__Written task__. Please count the lines in the entries below that contain the string "building", and give only that number.

(Rows taken from a pointing dataset)
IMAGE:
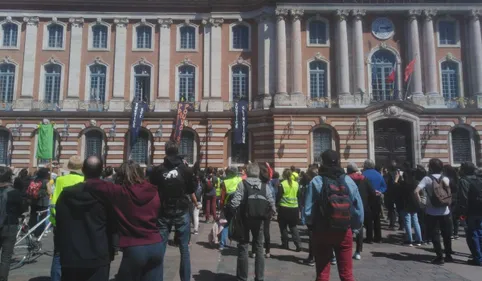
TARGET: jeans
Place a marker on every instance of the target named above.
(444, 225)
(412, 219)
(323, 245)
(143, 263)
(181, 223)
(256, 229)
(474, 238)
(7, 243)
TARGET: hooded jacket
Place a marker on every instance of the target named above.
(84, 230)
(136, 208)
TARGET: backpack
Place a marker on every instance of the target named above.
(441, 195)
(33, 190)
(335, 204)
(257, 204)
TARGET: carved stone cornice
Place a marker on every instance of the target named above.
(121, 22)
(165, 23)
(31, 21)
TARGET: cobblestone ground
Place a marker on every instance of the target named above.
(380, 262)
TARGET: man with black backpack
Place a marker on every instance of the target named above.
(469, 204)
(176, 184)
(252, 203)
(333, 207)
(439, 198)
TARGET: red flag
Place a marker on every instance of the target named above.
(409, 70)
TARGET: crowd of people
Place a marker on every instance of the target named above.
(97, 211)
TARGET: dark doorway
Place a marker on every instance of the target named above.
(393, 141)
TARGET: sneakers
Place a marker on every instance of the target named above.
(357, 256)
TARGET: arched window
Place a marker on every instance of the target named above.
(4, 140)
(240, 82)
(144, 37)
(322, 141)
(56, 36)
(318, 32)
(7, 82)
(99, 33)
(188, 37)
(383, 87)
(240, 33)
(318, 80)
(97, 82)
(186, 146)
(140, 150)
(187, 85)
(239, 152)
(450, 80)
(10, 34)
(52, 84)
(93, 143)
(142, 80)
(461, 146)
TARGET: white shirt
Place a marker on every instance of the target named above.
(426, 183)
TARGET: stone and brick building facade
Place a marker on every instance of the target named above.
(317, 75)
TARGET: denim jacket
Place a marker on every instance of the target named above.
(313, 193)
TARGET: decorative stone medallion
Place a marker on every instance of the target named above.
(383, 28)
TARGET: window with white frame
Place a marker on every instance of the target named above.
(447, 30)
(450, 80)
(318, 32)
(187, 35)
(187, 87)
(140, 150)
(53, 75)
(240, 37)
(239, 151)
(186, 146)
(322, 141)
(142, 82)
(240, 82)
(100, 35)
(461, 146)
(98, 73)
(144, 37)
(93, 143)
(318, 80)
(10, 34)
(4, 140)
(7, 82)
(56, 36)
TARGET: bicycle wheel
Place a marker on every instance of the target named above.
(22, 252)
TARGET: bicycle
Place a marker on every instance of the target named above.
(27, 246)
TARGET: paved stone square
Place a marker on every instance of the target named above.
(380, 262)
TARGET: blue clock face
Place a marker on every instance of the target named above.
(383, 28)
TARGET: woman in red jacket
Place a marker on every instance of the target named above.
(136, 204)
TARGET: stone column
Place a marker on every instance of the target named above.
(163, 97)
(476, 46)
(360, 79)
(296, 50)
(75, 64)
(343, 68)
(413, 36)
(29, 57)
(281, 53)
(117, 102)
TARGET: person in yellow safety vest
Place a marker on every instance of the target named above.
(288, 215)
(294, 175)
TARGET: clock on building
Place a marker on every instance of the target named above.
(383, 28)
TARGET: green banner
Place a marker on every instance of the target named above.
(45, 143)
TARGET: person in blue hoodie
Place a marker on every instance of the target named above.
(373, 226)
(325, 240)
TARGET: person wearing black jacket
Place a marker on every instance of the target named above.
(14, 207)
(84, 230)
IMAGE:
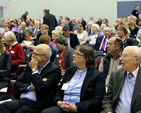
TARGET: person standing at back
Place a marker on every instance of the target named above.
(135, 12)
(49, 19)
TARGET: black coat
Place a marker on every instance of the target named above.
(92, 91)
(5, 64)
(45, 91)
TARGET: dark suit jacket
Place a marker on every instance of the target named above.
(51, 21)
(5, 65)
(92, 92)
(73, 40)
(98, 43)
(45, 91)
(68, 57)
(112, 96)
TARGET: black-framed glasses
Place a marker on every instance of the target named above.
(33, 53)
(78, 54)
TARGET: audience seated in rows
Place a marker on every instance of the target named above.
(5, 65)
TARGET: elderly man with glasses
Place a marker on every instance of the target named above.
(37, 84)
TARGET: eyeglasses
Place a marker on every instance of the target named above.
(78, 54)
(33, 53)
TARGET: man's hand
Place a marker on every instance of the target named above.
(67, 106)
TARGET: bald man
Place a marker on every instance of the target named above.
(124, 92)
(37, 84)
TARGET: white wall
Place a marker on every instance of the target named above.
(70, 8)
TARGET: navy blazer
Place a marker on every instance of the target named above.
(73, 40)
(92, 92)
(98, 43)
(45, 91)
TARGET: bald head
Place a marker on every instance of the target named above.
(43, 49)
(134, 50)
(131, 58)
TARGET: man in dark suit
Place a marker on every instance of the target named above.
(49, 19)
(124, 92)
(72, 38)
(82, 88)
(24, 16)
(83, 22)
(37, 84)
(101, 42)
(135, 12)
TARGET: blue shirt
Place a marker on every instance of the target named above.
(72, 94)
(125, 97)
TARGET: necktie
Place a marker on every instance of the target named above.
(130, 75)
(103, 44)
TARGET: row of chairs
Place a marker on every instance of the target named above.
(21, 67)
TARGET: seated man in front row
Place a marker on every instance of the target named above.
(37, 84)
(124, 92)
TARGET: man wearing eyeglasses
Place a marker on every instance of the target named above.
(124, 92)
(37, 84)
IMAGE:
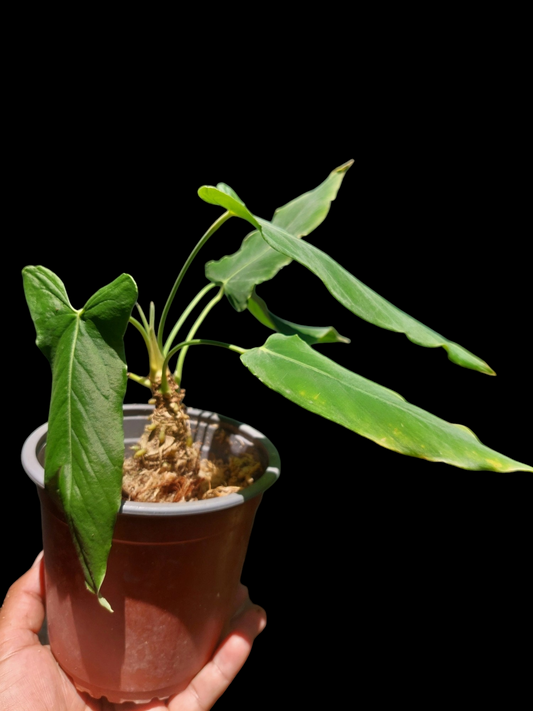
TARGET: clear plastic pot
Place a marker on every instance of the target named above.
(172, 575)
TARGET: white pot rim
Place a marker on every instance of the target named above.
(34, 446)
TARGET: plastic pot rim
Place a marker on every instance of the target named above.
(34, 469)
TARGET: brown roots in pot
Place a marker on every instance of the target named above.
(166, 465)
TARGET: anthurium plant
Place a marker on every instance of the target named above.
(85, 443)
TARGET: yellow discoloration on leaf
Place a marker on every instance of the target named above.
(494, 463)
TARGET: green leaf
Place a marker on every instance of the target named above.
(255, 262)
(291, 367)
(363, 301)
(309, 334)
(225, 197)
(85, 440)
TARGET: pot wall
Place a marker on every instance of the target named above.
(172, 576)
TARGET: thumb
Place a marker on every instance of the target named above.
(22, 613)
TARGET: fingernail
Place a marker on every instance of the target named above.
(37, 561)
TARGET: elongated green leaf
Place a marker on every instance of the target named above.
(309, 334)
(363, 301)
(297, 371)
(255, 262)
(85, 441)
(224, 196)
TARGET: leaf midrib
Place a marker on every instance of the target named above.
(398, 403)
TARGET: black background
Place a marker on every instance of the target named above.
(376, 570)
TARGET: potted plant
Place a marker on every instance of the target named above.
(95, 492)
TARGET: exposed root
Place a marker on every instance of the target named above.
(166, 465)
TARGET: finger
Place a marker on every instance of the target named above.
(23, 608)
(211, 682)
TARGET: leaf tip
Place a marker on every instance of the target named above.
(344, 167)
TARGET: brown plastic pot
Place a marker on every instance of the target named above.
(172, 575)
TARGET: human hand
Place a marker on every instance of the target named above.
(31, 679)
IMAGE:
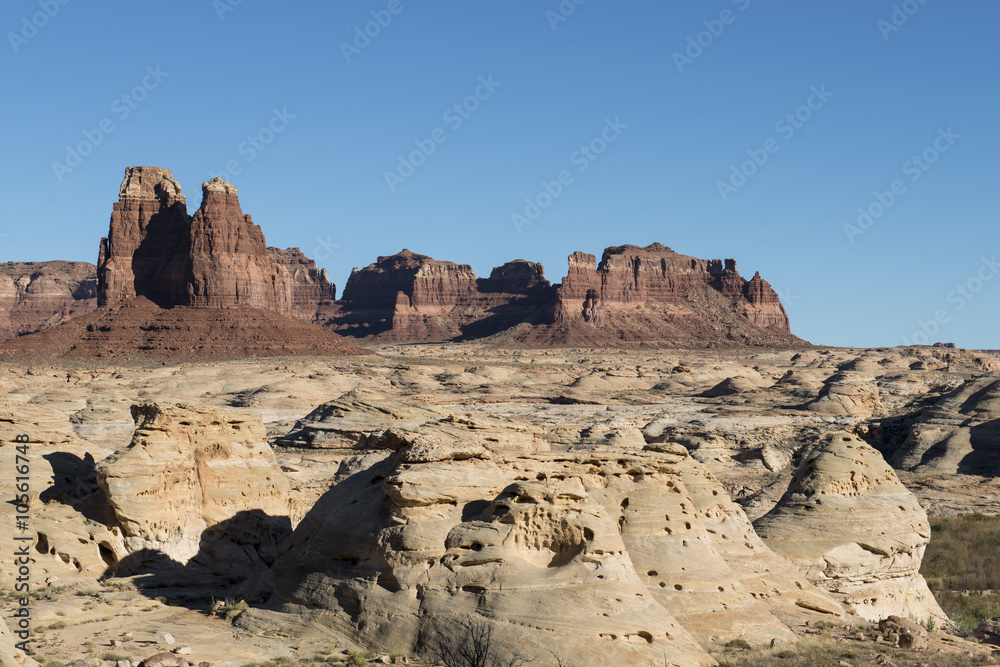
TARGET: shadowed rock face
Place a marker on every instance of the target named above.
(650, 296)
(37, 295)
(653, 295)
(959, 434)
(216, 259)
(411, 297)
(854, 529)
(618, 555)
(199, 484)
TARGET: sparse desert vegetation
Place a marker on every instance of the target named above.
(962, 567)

...

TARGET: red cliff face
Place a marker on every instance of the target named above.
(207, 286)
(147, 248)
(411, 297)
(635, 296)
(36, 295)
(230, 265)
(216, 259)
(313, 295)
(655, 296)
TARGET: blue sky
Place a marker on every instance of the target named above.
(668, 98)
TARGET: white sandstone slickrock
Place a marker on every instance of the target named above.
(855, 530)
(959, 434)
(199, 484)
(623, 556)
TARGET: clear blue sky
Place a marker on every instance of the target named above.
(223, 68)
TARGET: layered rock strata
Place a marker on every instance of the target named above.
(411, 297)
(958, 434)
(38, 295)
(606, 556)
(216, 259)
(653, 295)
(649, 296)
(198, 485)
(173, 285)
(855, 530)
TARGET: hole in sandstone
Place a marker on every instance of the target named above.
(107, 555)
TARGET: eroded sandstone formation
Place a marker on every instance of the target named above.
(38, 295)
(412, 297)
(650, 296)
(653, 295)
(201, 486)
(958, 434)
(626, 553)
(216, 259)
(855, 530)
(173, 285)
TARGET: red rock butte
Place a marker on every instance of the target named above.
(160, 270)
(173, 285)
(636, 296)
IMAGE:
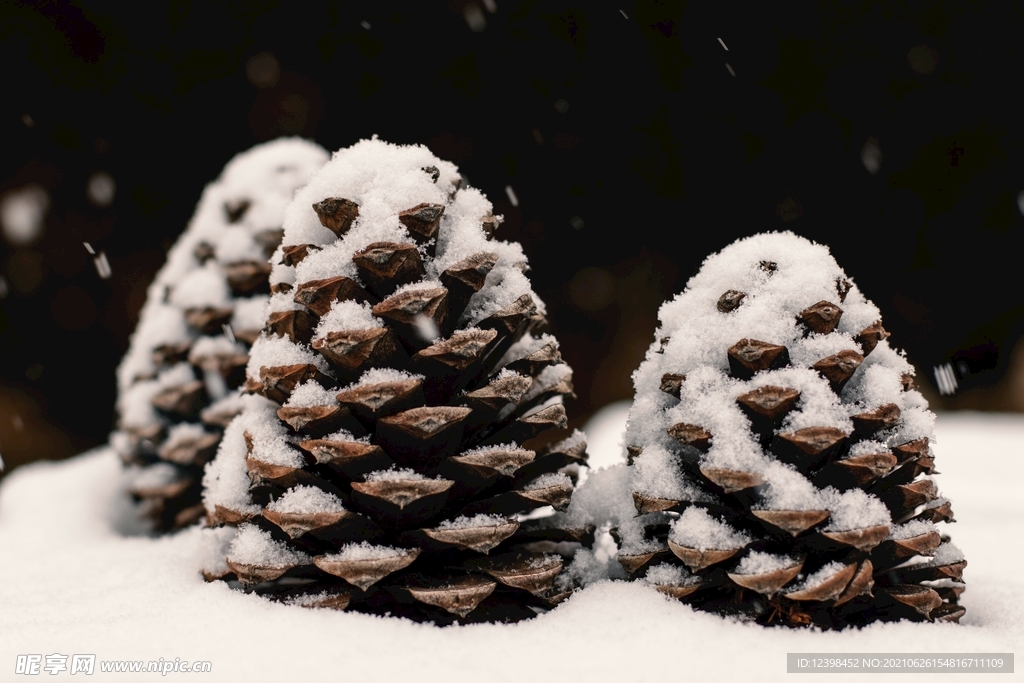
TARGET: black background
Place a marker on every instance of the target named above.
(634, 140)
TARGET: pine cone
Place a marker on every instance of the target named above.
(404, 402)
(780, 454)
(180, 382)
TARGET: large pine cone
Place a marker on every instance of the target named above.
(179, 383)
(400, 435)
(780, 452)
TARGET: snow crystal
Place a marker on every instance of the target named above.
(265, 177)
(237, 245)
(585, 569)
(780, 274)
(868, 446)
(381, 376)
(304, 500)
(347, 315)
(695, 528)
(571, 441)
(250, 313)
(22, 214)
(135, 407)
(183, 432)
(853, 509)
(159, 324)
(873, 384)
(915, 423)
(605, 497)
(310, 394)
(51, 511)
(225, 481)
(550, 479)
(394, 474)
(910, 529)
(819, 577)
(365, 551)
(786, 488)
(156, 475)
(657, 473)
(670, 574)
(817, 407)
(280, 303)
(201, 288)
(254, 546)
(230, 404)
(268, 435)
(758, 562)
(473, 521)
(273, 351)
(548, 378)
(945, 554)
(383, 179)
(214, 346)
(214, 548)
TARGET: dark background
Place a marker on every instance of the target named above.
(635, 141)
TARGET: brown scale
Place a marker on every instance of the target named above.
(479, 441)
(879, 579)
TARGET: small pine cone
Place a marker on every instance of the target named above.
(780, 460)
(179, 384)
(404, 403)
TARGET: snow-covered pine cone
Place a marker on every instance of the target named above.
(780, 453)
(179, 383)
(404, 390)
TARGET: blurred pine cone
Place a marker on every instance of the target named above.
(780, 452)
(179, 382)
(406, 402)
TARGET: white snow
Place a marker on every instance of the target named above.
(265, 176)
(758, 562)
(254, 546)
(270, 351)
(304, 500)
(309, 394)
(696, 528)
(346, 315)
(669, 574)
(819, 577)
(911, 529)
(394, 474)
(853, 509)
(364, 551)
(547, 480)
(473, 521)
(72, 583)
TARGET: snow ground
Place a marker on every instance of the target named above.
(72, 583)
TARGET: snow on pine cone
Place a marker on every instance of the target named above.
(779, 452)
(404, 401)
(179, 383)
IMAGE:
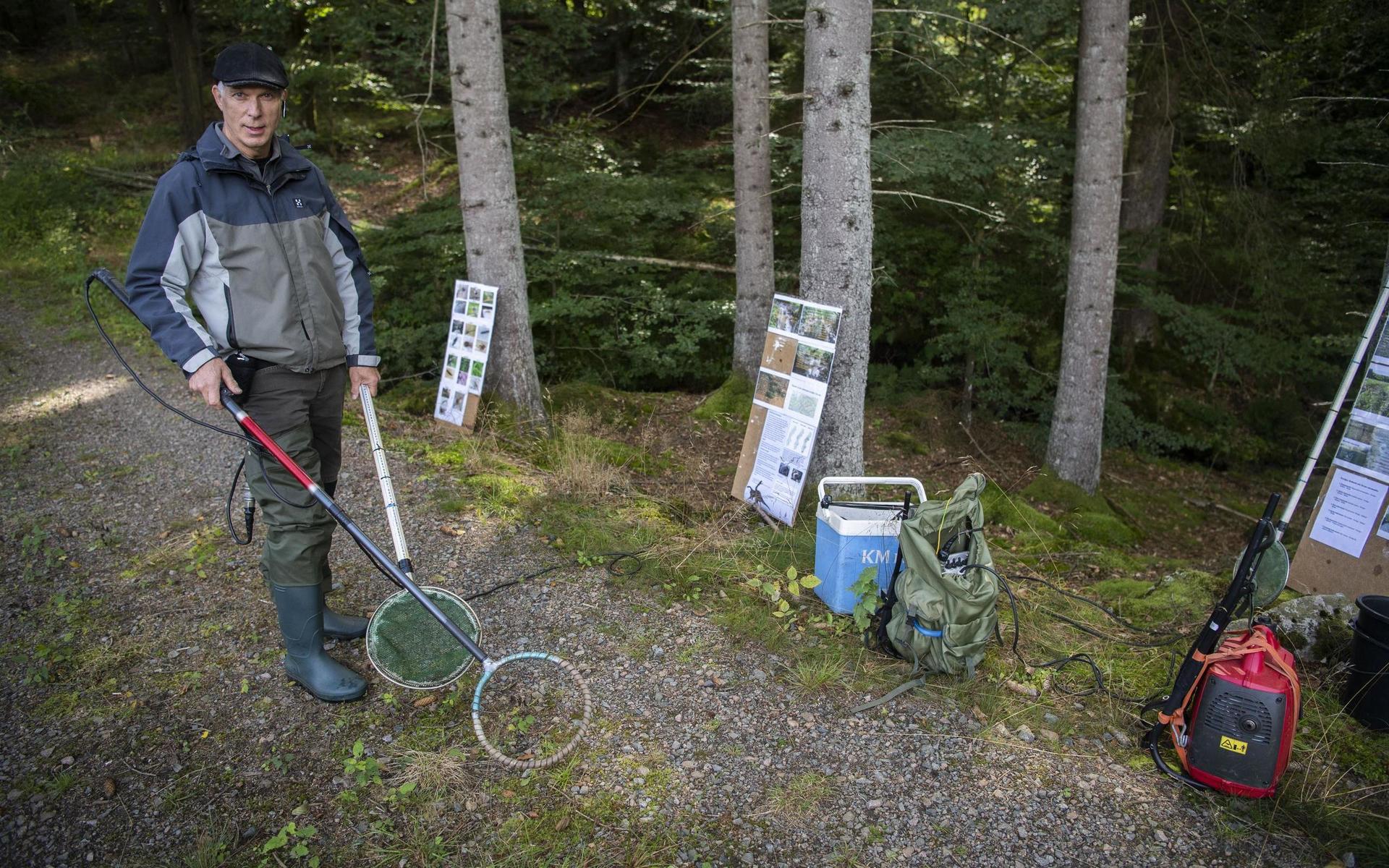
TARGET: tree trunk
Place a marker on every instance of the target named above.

__Solution to this task__. 2